Short problem:
Retype word for word the part of the entries below that opens with the line containing "Exercise. Mark the patterned" and runs through the end of the entries, both ends included.

++++++

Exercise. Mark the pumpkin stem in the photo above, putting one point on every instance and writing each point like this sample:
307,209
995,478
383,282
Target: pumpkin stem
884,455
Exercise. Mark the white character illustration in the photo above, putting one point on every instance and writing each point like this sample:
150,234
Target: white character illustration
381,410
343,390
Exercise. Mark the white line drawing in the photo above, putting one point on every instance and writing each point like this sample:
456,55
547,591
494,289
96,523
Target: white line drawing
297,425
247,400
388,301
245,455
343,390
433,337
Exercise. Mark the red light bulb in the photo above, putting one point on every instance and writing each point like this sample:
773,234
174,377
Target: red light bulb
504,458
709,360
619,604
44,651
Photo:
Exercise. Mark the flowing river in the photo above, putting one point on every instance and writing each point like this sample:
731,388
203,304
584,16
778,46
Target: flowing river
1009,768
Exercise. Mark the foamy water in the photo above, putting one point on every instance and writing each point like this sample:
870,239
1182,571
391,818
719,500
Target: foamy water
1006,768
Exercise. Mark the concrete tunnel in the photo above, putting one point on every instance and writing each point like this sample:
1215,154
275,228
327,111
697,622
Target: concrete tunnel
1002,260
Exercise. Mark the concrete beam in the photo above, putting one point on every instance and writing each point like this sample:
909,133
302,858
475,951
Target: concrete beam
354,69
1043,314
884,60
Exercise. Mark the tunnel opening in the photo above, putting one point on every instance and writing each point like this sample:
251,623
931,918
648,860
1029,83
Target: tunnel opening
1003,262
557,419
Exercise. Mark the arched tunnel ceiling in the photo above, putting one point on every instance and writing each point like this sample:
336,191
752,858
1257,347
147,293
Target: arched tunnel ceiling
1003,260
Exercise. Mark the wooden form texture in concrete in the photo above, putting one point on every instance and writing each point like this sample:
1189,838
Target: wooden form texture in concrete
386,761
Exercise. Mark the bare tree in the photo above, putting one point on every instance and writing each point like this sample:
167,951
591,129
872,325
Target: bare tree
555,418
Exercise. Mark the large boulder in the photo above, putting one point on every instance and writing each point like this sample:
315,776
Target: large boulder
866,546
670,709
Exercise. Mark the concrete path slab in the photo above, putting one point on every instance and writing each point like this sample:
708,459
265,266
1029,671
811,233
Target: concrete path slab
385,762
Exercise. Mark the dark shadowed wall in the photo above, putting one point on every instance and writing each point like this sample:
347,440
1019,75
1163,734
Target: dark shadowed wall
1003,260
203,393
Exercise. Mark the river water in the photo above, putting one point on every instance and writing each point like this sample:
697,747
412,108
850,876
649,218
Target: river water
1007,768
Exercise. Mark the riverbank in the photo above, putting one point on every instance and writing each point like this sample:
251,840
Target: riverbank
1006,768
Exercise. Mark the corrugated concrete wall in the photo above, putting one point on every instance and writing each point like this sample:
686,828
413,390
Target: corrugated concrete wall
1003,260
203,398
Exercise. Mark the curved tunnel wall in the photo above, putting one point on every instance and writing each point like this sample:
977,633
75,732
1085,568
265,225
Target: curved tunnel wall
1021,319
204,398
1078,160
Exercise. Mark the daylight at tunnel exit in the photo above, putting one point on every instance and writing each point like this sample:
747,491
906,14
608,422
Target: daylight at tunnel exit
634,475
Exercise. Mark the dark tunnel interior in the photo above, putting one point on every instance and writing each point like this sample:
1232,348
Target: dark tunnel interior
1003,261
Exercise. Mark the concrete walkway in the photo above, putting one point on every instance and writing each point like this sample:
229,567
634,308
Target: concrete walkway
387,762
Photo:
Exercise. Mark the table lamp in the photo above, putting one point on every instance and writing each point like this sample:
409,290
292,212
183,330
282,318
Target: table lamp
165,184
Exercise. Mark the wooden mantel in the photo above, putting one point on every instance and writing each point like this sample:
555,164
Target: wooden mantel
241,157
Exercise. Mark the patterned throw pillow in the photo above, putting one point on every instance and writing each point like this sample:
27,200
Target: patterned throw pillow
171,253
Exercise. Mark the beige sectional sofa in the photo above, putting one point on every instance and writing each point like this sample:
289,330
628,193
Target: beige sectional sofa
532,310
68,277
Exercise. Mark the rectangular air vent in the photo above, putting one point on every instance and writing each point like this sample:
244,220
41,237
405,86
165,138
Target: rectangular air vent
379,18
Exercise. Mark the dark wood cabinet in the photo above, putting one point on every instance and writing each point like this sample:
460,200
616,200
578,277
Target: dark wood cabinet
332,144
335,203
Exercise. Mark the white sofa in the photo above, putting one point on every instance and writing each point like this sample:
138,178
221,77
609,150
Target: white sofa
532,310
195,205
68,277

++++++

Solved exercise:
Exercise. Mark the patterned throw pillow in the photo above, putting one point on every instance and writing each point like this sample:
27,200
Target: patterned throw pillow
171,253
Exercise. Mark the beige sectional sofa in the photo above, putting one point on every instance and writing each point like this sample:
289,330
628,193
Target: beige sectional sofa
532,310
68,277
Exercise. Mark the rectangular air vent in the photo above, putting one point on every instance and writing each point like this sample:
244,220
41,237
405,86
165,138
Target: rectangular air vent
379,18
Exercise. Mark the dark wood cabinet in the photo above, putting one point on every instance and writing each point like this sample:
460,200
616,200
578,277
Target: dark wood cabinet
332,144
335,203
Exercise. Mark the white sofa in the photo above, putting one point on every instance and writing each point like this sample:
138,178
221,77
609,150
Target: white sofa
532,310
195,205
68,277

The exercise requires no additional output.